Return nothing but the lines from the line containing "The component shall indicate each instance of the white water" through the last line of the records, reproduced exactly.

[start GIVEN DATA]

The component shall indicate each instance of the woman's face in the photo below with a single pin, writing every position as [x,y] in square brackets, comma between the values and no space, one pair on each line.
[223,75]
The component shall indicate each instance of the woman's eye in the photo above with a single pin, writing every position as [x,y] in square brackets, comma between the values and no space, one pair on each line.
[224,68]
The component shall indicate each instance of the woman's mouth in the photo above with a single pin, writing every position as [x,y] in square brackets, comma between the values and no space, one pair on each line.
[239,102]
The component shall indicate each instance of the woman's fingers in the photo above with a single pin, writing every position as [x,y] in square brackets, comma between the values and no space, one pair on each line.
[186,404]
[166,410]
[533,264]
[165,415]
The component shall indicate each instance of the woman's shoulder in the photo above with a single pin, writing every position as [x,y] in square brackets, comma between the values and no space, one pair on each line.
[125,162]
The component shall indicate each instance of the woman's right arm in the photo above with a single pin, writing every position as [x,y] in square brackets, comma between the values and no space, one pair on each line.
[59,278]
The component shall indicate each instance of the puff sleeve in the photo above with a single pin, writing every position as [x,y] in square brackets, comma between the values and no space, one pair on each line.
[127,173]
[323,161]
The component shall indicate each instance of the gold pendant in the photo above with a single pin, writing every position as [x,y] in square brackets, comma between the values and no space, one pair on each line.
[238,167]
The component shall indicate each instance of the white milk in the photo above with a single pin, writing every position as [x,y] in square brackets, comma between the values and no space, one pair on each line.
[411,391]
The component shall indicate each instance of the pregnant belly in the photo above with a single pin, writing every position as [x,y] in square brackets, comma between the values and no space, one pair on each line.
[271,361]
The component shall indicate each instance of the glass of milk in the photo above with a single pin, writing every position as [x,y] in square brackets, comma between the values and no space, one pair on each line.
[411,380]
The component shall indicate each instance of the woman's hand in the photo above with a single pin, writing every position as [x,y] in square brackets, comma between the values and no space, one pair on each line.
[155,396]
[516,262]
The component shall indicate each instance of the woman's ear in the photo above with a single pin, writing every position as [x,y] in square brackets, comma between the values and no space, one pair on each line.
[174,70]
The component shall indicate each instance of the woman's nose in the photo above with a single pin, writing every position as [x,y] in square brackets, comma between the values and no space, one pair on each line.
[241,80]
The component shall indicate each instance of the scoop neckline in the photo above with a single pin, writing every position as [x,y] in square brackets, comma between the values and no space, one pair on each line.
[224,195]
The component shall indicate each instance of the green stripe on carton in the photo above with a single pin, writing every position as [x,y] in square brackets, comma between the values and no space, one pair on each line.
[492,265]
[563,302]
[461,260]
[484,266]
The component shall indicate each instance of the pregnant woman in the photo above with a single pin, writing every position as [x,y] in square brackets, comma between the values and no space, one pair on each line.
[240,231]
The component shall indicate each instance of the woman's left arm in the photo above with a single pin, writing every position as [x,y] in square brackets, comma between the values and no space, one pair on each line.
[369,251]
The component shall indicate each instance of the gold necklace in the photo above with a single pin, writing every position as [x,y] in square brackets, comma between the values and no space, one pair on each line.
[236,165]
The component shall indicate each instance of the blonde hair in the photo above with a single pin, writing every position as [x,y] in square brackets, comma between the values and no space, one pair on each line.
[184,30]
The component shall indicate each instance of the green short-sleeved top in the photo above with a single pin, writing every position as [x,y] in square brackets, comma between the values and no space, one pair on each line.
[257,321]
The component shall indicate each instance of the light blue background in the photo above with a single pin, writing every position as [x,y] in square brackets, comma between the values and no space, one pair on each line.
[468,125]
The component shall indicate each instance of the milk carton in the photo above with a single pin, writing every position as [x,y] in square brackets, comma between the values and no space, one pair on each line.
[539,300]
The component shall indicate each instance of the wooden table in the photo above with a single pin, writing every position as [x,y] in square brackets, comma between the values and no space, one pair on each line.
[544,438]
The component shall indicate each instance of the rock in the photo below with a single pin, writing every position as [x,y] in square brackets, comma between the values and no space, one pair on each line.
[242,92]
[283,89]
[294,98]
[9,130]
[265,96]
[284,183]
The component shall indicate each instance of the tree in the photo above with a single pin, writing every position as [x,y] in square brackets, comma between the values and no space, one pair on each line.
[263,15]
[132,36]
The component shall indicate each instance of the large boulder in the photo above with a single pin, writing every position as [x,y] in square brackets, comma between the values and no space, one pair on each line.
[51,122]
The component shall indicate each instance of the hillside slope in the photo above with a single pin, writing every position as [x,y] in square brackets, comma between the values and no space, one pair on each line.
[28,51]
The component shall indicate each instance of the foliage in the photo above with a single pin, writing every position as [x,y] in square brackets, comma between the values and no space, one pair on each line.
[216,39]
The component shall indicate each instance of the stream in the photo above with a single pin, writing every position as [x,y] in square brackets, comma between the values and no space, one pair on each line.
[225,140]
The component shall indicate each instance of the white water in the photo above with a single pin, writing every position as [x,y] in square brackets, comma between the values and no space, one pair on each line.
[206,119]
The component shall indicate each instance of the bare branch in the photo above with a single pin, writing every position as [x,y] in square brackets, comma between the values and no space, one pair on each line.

[end GIVEN DATA]

WORKED ANSWER:
The component shall indicate each instance of the white water in the photo above with a single pin, writing every position as [x,y] in square brackets, comma between the values and no space, one pair on each line.
[206,119]
The component shall indicate each instance of the bare branch in the photo above with a single pin, writing every position as [x,y] in square brackets, comma between the values and no space, one pair on each line.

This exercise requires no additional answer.